En este sentido, no es el cómic británico una isla pero sí son sus historietas las que con el paso del tiempo llegarían a tener una mayor influencia cultural. Prueba de ello es que, muchas décadas después de la publicación de la novela gráfica de Moore y Lloyd, es la máscara de V la que corona las protestas de los hoy llamados movimientos antisistema a lo largo de todo el mundo.
El espíritu idealista de los sesenta devino en el desenfreno economicista de los ochenta y, acabada la fiesta del bienestar social, fue precisamente Inglaterra la que asistió a las convulsiones sociales que iba a provocar el advenimiento de, esta vez sí, una primera revolución no solo triunfante sino, como vemos hoy día, duradera y tan indiscutible que ni el propio Milton Friedman podría estar más orgulloso. No es ningún secreto que cuando Moore ideó el guion de V for Vendetta estaba pensando en algo que conocía muy bien: la Inglaterra de Margaret Thatcher. La llegada al poder de la vieja Dama de Hierro como primera ministra desde 1979 a 1990 (y desde 1975 como líder del Partido Conservador) lo cambió todo. Muchos de los lodos en los que nos revolvemos hoy en día vienen de los polvos de aquellos años. Dos cuñas, una a cada lado del Atlántico —Reagan hizo lo suyo desde EE. UU.—, atacarían los cimientos de todo lo que era sólido en las sociedades occidentales salidas de las cenizas de la Segunda Guerra Mundial.

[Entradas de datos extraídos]
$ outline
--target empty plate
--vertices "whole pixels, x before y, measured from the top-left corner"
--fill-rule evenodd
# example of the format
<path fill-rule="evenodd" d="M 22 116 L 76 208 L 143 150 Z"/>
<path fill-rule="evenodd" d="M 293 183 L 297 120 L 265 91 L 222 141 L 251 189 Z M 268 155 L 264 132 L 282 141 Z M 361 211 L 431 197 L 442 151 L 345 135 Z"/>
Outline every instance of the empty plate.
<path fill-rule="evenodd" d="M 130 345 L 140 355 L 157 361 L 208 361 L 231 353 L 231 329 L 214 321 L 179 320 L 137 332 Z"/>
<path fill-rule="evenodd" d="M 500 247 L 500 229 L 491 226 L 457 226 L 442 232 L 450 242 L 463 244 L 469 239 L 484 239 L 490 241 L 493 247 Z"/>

- **Ejercicios propuestos**:
- a) ¿Puedes reproducir el pasaje del texto sobre el cómic británico que empieza con las palabras "En este sentido, no" y termina con "todo el mundo.", reemplazando "máscara" por "careta"?
- b) ¿Puedes transcribir sin cambios el tramo del listado que va desde su comienzo hasta la línea que contiene "22 116 L 76", incluidas ambas?
El texto y el listado no guardan ninguna relación entre sí.

- **Las respuestas**:
- a)
En este sentido, no es el cómic británico una isla pero sí son sus historietas las que con el paso del tiempo llegarían a tener una mayor influencia cultural. Prueba de ello es que, muchas décadas después de la publicación de la novela gráfica de Moore y Lloyd, es la careta de V la que corona las protestas de los hoy llamados movimientos antisistema a lo largo de todo el mundo.

- b)
$ outline
--target empty plate
--vertices "whole pixels, x before y, measured from the top-left corner"
--fill-rule evenodd
# example of the format
<path fill-rule="evenodd" d="M 22 116 L 76 208 L 143 150 Z"/>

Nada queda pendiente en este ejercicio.